### REQUIREMENT
Find each line in the material below that contains the word "tomato" and copy those lines.

Items in a dataset:
◇ ◇ ◇ ◇

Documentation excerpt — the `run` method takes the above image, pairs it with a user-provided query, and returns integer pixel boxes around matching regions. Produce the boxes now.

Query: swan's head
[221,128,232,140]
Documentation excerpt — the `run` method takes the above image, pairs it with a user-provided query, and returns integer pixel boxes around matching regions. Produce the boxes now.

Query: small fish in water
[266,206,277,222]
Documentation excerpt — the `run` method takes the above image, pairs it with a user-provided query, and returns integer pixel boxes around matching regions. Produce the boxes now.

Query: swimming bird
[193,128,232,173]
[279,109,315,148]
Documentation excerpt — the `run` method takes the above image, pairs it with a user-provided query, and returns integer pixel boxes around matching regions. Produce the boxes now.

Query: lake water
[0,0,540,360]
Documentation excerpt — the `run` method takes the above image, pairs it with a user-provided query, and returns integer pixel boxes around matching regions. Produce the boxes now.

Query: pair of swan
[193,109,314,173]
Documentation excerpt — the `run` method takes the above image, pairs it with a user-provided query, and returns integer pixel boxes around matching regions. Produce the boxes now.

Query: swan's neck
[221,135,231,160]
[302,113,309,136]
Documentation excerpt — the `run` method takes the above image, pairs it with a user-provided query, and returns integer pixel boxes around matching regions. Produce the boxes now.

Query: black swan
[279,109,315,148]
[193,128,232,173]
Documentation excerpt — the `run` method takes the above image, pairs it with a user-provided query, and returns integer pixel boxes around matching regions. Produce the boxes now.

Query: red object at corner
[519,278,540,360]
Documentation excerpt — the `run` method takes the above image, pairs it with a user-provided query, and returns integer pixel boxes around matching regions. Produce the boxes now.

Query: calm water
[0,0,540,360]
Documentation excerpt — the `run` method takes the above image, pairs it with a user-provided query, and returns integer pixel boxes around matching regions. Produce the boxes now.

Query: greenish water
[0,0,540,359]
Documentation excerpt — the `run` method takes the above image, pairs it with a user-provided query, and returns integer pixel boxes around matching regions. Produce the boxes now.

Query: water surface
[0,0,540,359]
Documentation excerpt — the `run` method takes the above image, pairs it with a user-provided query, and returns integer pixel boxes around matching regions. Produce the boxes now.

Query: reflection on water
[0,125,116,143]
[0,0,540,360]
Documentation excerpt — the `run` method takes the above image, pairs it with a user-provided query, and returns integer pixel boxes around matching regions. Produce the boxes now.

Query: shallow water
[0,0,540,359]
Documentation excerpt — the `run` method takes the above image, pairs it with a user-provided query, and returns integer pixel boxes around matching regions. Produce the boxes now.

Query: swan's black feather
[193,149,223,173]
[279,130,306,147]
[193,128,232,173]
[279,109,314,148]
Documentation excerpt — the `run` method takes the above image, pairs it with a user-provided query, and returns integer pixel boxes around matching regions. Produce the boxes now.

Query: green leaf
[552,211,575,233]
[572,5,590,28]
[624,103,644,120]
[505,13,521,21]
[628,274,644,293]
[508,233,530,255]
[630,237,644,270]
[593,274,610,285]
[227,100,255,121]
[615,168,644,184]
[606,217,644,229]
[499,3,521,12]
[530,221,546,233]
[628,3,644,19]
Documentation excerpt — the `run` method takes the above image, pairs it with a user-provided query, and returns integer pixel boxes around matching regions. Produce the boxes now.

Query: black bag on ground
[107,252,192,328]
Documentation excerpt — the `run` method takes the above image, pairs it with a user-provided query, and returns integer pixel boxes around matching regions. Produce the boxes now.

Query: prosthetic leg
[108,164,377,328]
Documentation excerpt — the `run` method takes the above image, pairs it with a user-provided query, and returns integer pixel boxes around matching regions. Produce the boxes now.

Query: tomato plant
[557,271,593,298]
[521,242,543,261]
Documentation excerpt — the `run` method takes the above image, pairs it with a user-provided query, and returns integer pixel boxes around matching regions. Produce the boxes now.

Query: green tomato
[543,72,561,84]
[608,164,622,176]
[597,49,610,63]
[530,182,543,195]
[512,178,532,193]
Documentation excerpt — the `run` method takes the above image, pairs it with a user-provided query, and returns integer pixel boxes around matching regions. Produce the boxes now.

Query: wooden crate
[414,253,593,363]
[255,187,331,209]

◇ ◇ ◇ ◇

### WRITTEN RESPONSE
Query: tomato plant
Query: green tomato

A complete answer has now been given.